§ **Document segment**:
##########

Season Review part 2

Hello from sunny Geneva.  I promised you more frequent blogging and the second part of the season so here we go.

Early January continued with teaching our lessons in Chatel.  There was sufficient snow to get the cold north facing Follieuse piste open in Morgins but for some reason, they didn’t get going until the middle of January which was a real pain in the arse for all those that work and teach skiing in the village.    When the big snow finally came in mid January, everyone was happy to finish skiing around dodging rocks and get into the swing of the ski season.

I had a really good day in mid January skiing around the Portes Du Soleil with my friend Scott Pleva of Inside Out Skiing.  I’ve done a few courses with Scott over the years and he’s a really great guy.  If you are looking to improve your skiing in the UK, you should definitely check out what he does at the indoor snowdomes.  We talked and skied a lot and plotted a few things in connection with bringing a group of his skiers out here to sample the delights of the Swiss side of the Portes Du Soleil.  You can check out the trip that we have planned here.

The ski season was a little disjointed for me this season because of the birth of my daughter Zoë.  For those of you that don’t know, she was born on 18 January and has been a delight every since she came into the world.  

I’ve noticed about this whole baby thing is that the pre-natal classes that you have to attend, which seem mainly to be spend waiting for them to end and listening to a whole bunch of stuff that doesn’t really seem that complicated (and indeed could just be condensed down to a one hour YouTube video that is obligatory to watch).  Compare this to the actual reality once the baby has arrived and you more or less are just left to get on with it without that much guidance at all.  I’ll never forget the time when I was left all alone with Zoe, just 10 mins after she was born, where I was on my own with her for an hour or so with no clue what to do.  It’s really very strange that you get all this chat before the event but very little after.

On another note, am I too premature in having bought her skis already?

##########

§ **Job 1**:
Answer these questions from the season review:
(a) What is the name of the cold, north-facing piste in Morgins?
(b) On what date was the writer's daughter born?
(c) What is the name of Scott Pleva's ski business?
The listing that follows has no connection to the season review.

##########

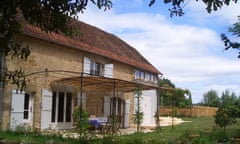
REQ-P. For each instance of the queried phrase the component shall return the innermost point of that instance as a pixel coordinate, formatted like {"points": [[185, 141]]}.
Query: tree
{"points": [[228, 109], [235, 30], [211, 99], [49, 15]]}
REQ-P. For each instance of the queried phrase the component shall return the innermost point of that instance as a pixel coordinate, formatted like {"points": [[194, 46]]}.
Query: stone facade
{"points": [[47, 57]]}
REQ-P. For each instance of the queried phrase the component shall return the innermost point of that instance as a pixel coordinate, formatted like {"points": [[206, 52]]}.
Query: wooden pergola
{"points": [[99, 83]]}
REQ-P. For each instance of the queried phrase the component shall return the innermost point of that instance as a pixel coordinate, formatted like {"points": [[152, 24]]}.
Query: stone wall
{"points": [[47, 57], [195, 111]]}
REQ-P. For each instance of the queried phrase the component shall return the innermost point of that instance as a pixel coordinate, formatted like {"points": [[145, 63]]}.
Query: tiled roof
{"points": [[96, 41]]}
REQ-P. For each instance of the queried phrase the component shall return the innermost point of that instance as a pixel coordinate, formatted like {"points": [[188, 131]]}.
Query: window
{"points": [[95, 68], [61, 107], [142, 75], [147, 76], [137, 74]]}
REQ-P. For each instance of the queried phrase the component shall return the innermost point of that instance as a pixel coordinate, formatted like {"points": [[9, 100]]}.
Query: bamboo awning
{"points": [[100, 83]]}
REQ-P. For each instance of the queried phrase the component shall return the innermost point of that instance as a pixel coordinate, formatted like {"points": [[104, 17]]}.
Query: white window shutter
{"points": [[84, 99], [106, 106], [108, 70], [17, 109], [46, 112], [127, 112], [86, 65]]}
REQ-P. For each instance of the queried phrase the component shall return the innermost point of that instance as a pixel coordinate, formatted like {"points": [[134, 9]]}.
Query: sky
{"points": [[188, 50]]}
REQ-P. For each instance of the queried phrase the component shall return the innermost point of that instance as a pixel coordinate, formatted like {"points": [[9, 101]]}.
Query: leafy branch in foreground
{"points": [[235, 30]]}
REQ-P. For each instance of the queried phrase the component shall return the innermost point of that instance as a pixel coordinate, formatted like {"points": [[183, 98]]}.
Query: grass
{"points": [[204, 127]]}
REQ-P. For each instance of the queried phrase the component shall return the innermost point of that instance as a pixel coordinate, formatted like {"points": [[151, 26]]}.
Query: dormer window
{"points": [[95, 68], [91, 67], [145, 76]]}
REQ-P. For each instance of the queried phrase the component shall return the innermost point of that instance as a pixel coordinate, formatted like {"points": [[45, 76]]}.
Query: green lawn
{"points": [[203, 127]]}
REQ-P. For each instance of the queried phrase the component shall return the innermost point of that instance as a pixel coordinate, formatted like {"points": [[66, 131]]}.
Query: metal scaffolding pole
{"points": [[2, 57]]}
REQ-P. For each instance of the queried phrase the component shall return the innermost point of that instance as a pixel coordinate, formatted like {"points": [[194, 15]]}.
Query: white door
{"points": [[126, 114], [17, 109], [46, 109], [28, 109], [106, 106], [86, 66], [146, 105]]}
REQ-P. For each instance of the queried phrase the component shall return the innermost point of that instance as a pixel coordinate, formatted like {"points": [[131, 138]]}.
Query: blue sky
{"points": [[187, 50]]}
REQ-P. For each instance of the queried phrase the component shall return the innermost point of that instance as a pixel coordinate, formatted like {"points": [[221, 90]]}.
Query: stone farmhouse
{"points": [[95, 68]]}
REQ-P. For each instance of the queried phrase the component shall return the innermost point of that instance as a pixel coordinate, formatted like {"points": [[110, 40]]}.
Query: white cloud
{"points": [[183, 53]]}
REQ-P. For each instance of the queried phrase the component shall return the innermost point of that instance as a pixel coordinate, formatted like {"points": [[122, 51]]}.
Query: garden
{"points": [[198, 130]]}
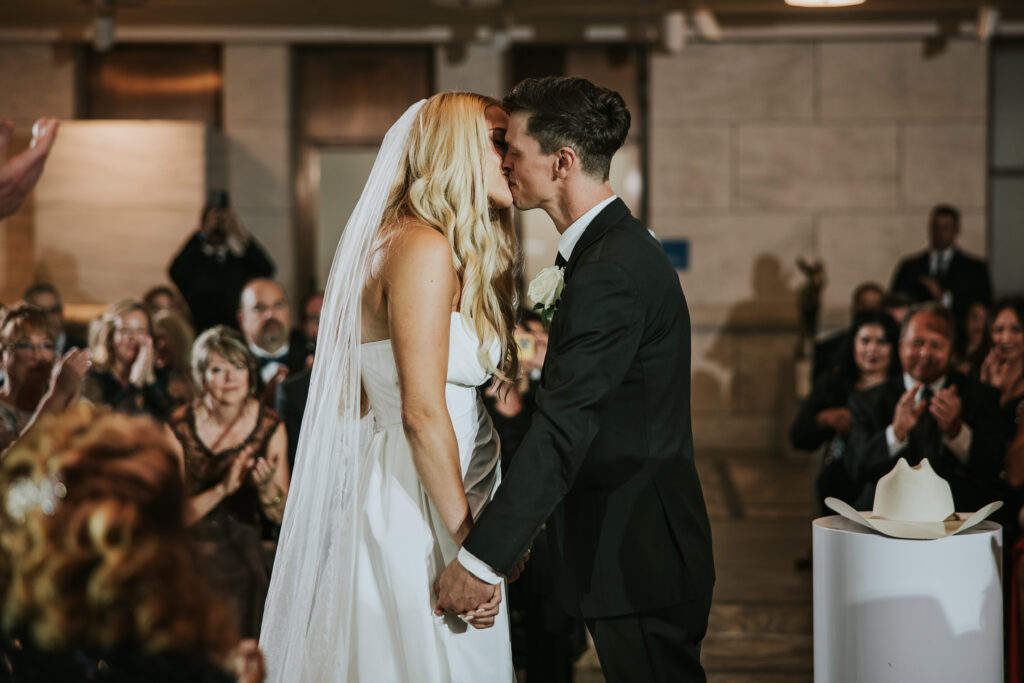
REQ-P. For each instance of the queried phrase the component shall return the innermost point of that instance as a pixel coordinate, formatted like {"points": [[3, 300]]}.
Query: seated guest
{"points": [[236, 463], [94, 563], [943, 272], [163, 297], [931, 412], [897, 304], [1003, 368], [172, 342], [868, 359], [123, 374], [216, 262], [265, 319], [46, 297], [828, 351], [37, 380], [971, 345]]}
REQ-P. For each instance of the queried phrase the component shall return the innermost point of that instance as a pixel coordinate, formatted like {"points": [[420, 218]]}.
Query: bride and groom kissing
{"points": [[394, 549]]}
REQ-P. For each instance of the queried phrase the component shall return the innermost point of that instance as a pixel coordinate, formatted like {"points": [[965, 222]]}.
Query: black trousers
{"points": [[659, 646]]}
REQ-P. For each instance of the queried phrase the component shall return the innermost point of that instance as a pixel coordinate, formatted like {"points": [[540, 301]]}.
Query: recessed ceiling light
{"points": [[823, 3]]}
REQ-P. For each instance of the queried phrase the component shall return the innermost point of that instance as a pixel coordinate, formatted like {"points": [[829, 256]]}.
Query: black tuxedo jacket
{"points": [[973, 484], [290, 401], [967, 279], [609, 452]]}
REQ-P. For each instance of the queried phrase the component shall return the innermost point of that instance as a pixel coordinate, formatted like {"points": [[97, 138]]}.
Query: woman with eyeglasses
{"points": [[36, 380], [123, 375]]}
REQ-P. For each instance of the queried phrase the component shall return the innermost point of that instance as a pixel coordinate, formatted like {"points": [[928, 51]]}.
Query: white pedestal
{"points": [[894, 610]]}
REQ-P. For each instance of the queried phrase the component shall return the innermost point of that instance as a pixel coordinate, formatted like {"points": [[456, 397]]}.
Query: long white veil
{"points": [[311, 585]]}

##########

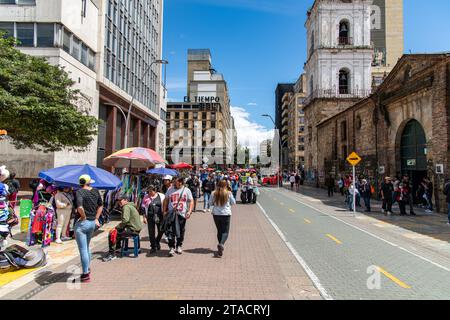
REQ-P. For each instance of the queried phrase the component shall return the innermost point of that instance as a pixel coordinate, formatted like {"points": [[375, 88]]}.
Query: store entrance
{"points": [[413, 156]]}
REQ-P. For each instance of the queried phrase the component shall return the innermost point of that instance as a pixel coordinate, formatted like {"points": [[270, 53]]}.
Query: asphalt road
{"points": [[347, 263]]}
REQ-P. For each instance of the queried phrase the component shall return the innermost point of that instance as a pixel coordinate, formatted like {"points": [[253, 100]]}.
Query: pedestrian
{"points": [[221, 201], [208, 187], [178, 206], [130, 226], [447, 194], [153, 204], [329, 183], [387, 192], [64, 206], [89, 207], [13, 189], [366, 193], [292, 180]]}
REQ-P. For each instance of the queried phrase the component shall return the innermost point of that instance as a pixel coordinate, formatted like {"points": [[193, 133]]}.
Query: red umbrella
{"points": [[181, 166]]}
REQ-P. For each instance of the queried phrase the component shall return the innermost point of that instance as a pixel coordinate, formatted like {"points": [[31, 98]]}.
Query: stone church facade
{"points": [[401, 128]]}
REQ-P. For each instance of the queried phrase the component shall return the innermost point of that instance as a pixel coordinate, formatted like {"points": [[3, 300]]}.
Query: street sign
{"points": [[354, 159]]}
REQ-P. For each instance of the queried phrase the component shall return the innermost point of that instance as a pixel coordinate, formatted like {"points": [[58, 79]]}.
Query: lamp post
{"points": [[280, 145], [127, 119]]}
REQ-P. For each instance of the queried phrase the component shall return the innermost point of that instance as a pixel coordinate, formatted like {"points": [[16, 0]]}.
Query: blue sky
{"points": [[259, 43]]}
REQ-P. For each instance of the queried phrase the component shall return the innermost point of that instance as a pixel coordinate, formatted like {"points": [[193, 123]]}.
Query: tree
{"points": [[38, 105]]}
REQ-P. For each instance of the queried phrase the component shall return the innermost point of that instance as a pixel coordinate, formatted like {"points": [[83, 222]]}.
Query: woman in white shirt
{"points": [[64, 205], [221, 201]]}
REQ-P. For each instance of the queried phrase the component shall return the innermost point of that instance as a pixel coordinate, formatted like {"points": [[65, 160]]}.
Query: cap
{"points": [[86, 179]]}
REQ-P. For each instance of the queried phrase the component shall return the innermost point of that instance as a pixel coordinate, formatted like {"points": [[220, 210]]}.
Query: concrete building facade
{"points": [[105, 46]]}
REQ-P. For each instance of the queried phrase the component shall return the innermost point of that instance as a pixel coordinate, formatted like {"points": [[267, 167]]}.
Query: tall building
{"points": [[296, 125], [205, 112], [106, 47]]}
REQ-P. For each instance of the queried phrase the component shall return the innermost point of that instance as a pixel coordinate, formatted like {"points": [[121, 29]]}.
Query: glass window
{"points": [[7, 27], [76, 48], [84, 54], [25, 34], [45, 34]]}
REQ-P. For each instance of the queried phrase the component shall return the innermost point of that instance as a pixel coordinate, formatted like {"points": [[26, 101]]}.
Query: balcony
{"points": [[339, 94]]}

##########

§ **Job 2**:
Please collect every line of the listing that contains the word "woman".

§ **Exercise output 1**:
(a) Follieuse
(b) 18 January
(c) Inside Out Skiing

§ **Exercise output 2**:
Query: woman with eyeglasses
Query: woman in white shirt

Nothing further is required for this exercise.